── Page ──

The actual content folder lives on the server and I can edit it through the admin interface or I can upload txt files directly on the server.

But the GitHub step is totally optional and the cms also has a zero installation meaning you literally grab the content, plop it into the root of the server and the site is running

There is nothing wrong. And I’m fine with people doing it. I just don’t get it :smile:

I see SSGs often recommended and I think in most situations, especially for non devs, to be one of the worst possible tools to build something simple.

What if you update your machine? Does everything still works just fine? Because last time I used similar tools (and it’s been a few years) it was a pain in the ass. I update my Mac and all of a sudden half the things are broken because something got updated at the OS level

Updates aren’t a huge concern because my home server runs Oracle Linux, a free RHEL clone with fairly long term support. If my version of Jekyll and related gems stop working with the system’s Ruby, I’m fairly confident I could recreate the environment in a container. Most of my other applications are already running via Podman.

Oh ok so you have everything fairly under control. Make sense then. Because as I said last time I tried a few of these it was madness. So much time wasted chasing weird errors around.

it isn’t that bad if you just treat it like building html, especially statically. the templating still provides benefits, and the build step makes it flexible to have all the modularization work on static hosts like neocities and so on. static sites also tend to be more beneficial on the user side, with fast loads and all.

the cms you use in effect does server-side rendering, which isn’t actually that far removed as a concept. i could actually use astro that way if i had a server to deploy it on.

It does yes. And as I said, throw a cache in front and the performance is not all that different from serving static html. But the benefit is that you’re not tied to the SSGs build process and once the site is done you can focus on the content and that can be done anywhere. I don’t need to have access to my CLI to post something. Or have direct access to my server.

───
── Supplied records ──

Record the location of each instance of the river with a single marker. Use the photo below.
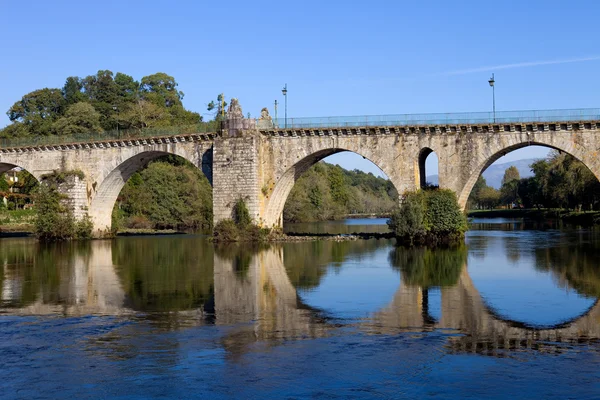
(513, 313)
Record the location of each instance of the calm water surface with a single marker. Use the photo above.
(511, 314)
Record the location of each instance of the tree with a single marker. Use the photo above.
(80, 118)
(511, 174)
(103, 93)
(144, 114)
(72, 90)
(161, 89)
(38, 110)
(509, 192)
(128, 88)
(489, 197)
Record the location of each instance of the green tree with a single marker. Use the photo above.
(54, 221)
(428, 216)
(38, 110)
(408, 221)
(79, 118)
(509, 192)
(167, 196)
(511, 174)
(72, 90)
(103, 93)
(489, 197)
(161, 89)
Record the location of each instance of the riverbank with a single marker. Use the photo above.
(584, 218)
(17, 222)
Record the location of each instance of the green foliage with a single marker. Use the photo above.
(165, 196)
(428, 216)
(226, 231)
(100, 102)
(326, 192)
(54, 217)
(79, 118)
(57, 177)
(241, 214)
(511, 174)
(54, 220)
(240, 228)
(37, 111)
(408, 220)
(560, 181)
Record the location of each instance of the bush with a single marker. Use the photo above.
(239, 229)
(55, 221)
(84, 227)
(139, 222)
(241, 214)
(431, 217)
(226, 231)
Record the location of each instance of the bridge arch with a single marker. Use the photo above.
(106, 191)
(497, 150)
(273, 216)
(423, 156)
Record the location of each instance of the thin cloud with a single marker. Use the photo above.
(520, 65)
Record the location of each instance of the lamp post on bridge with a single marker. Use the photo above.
(491, 82)
(284, 91)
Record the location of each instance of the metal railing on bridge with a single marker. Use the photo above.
(500, 117)
(121, 134)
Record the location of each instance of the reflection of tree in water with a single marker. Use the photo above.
(512, 248)
(429, 267)
(31, 271)
(240, 254)
(167, 275)
(577, 267)
(306, 262)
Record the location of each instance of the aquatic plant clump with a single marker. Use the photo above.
(428, 217)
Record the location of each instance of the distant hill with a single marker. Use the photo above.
(493, 175)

───

• [To-do list]:
1) In the discussion of static site generators, which operating system does the home server run?
2) Write the next part of the discussion of static site generators, picking up after its final sentence.

• [Answers given]:
1) Oracle Linux, a free RHEL clone with fairly long-term support.

2)
But you’re absolutely right that this is obviously not an option if one only has access to a limited hosting space. In those situations SSGs are awesome.

yea, i’m not opposed to SSR whatsoever. SSR and SSG both emerged in the modern webdev space as a solution to the problem of everyone doing client-side rendering because frameworks like React became trendy, which made the web slower and clunkier to use. [granted, PHP has been there all along, but it was deemed unfashionable and too many people shot themselves in the foot by making everything an SPA, so it kind of resulted in the reinventing of the wheel, but at least the tooling i use actually feels nice so i can’t exactly complain that they saw the light eventually]

[tbh there was no point in arguing about all this]

Yeah the whole SSR was such a weird thing to see “evolve” considering it was the standard for a long time before someone decided that we had to do things differently only to then go full circle and now we’re back on rendering things on the server again. But that’s just how things go I guess.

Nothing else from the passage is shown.